┏━━

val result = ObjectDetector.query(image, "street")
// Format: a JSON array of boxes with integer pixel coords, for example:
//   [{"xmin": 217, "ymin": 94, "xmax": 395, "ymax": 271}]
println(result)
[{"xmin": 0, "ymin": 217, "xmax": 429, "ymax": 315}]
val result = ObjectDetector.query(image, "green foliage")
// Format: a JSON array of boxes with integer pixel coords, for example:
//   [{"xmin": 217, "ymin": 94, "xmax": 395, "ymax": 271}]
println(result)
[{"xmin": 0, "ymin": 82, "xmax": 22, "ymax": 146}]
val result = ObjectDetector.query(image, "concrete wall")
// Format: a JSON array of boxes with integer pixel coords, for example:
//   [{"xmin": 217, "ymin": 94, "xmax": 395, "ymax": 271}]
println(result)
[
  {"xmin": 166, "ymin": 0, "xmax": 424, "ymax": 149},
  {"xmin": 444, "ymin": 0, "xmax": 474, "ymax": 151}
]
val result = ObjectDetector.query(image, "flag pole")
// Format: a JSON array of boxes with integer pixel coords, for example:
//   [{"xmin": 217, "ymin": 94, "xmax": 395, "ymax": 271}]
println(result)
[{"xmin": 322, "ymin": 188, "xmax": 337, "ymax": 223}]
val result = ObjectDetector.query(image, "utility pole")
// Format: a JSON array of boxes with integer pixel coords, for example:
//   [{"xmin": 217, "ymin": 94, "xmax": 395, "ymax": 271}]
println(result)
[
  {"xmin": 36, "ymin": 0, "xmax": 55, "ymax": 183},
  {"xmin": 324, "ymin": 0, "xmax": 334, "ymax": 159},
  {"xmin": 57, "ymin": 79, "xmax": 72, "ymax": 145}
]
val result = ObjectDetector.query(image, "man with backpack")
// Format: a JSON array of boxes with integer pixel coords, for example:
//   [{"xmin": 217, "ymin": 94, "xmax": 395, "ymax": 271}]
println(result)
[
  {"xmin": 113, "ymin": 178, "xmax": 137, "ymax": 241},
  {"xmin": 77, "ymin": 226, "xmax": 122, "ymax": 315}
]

┗━━

**Your goal**:
Note how many lines of the entries contain the string "pole", then give that number by itself.

**Answer to this problem**:
2